-- Start of Records shown --
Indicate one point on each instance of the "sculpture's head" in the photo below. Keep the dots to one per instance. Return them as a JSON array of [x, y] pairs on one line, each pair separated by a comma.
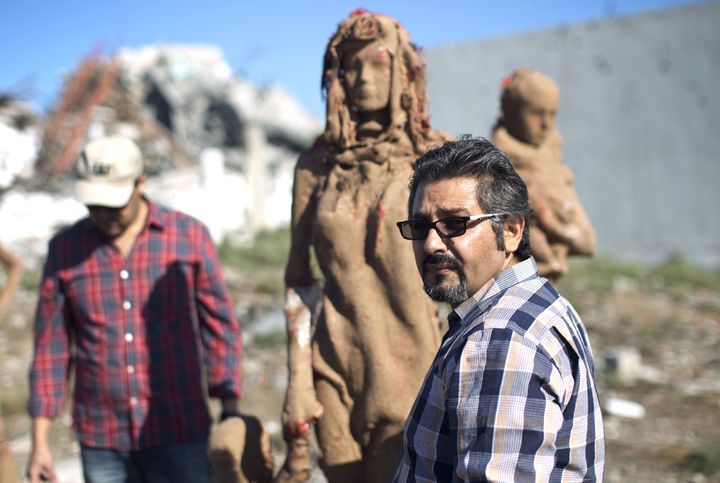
[[529, 105], [371, 68]]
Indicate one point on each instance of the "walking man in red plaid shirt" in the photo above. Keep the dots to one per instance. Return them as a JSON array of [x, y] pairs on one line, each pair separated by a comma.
[[133, 301]]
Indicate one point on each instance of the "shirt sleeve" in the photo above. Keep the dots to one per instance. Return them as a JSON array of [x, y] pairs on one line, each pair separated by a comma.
[[505, 407], [219, 330], [52, 348]]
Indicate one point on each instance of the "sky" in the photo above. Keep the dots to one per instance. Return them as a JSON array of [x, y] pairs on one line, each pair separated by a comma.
[[269, 42]]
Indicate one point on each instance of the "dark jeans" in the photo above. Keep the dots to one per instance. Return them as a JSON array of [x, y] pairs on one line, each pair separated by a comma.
[[177, 464]]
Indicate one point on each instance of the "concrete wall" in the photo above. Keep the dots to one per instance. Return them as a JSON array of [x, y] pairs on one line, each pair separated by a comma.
[[639, 111]]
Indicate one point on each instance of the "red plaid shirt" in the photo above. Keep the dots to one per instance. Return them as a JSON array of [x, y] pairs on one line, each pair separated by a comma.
[[145, 334]]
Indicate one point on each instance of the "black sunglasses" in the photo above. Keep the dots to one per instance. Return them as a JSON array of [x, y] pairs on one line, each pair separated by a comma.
[[449, 227]]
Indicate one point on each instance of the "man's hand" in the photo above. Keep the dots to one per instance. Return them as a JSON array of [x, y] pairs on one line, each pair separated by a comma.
[[40, 467]]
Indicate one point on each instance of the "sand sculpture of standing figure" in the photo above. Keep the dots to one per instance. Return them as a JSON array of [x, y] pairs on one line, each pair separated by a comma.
[[526, 132], [357, 371]]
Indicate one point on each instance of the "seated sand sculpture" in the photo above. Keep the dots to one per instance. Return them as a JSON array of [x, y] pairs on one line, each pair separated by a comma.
[[356, 373], [13, 269], [526, 132]]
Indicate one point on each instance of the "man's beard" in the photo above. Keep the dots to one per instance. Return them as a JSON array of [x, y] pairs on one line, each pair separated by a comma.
[[453, 294]]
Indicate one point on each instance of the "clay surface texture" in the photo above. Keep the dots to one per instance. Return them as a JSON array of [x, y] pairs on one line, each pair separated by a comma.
[[526, 132], [374, 331]]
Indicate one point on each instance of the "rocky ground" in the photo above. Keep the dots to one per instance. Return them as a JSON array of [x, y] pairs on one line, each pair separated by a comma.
[[659, 330]]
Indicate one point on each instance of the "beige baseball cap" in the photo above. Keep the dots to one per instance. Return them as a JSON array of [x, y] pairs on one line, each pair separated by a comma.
[[106, 171]]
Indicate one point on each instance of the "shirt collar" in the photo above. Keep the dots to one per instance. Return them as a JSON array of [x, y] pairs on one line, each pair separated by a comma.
[[155, 219], [478, 302]]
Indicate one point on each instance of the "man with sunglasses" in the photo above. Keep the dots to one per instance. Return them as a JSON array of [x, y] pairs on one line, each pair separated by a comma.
[[510, 395], [133, 301]]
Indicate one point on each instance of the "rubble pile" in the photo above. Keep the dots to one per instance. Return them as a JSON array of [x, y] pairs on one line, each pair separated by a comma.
[[216, 146]]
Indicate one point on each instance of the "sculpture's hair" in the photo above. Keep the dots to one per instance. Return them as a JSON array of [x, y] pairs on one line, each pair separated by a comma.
[[523, 84], [499, 188], [408, 104]]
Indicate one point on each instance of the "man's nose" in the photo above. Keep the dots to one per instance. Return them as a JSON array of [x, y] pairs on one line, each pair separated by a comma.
[[433, 243]]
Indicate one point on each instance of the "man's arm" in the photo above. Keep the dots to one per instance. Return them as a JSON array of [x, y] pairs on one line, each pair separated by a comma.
-- End of Records shown --
Exercise task: Except for the pictures, copy the material above exactly.

Result:
Indicate one point on each instance of the "sculpture's head" in the photo below. Keep the dots to one per instance. Return them as a JSON array of [x, y] pairs on one line, each pair separated by a comma.
[[529, 105], [371, 68]]
Indicate one point on each instance of the "walking man in red plaid shirt" in the photo above. Keep the dots to one per instance. Return them as a JSON array of [x, y] pairs on one line, each pair separated by a comma.
[[133, 301]]
Indicate one point on each instance of the "shirt sleeve" in the photo above. Keep the dots to one per instance. Return them as a JSON array of [x, y] pairs on one line, each pair separated by a comma.
[[505, 407], [219, 330], [52, 348]]
Indicate one point on each instance of the "sky" in the photo above. Keep the dots to one per instance. Return them as a JSON array of [x, y] pairs on one line, each pair separated by a comma.
[[269, 42]]
Indicate one point on each instance of the "dark jeans" in the photo above. Keep the dots to one per instance. Return them as a JSON array of [x, y] pairs on one line, each pair separated by a comma.
[[177, 464]]
Indicate one point on each instance of the "concrete wall" in the photo above. Keep the dots to one per instance. Return them as a JSON array of [x, y] pairs on one line, each pair separated by a comma.
[[639, 111]]
Indicate one point on each instance of the "red plaid shirt" in the photo above. Keep the dots to one per instance. Return them as a JSON array of [x, y] pairs on one line, each pair separated by a comma.
[[145, 334]]
Indicate one point on each instance of the "black sunglasses" in the photo above. Keep the dots to one per instance. Return them as a JSON array of [x, y] pairs on one line, each pair separated by a comma.
[[449, 227]]
Indicate one point on each instance of the "man's hand" in the photo above. Keep the dots to one per instance. Return them as a JSON array of [x, y] pairs on one line, each pair separated by a comma.
[[40, 467]]
Indicate one point on each instance of the "sand sculpture of standing figure" in the photo above. Keep the dots to one per instance. Return them as a JSON array of [x, y] pairs on one line, each pair separated by a comma.
[[526, 132], [357, 371]]
Indicate one point on each instance of the "seated sand sculpture" in the photo above. Keep the dots to one per instance. Return them as a JSON array of [x, y] pairs on one line, each pair separated by a comma.
[[356, 373], [13, 269], [526, 132]]
Indicate one point on each instance of the "man's beard" in the photo above. Keep the dots to one per instance. Return them as a JSON array of [x, y] pairs on one line, each pair separated by a comma.
[[453, 294]]
Indicate one point on each instance of the "clay surface texture" in the photo above. Keep the dots to one per instance. Return them as a JSON array of [x, y] pairs on one line, each pair separated by a comma.
[[526, 132], [374, 331]]
Indicate one point on each instance of the "rocky ground" in the photo above. Keep the dots to one per instance. Return them as a JSON array of [x, y] pairs on one line, each pair separated by a comma.
[[659, 330]]
Indicate one point on each instance of the "beige baseball cap" in the photo above. Keep the dots to one per instance. Return them as a JSON array of [x, y] pairs on one line, each pair separated by a comma.
[[106, 171]]
Indicate one point on each instance of the "shirt collar" in the photo above. Keep the dots to one per instance. Return them as a JSON array of [x, y] pairs on one line, each pair separated by a comma.
[[155, 219], [478, 302]]
Indicate one point on each instance of the "man with sunglasses" in the photo above. Keep the dots to one per instance. Return them as a JSON array of [x, y] pairs on one line, each pair separated by a comma.
[[510, 395], [133, 301]]
Indicate one point on each instance of the "rubble pile" in the photo above. Keep the dots to one per instance. Return them as a JSON array of [x, y] pairs on one line, each pair separated by a comma.
[[216, 146]]
Indicate one point on each instance of the "sculpture's hair" in the photo above. Keep the dots to one per instance. Return them as a JSON array of [x, y] pairs on one line, each pair separated by a comma.
[[523, 84], [499, 188], [408, 104]]
Indicate one point on each instance of the "man's nose" in the photo above. Keep the dots to one per instance. Return them as a JSON array of [x, y] pairs on one line, each pair separated by a comma.
[[433, 243]]
Indicate one point on each instance of the "man's arm" in the photo above. Keep the dots to one per instance. Return them as a JSON array of [x, y] pairs on one line, each pair separated by a comma.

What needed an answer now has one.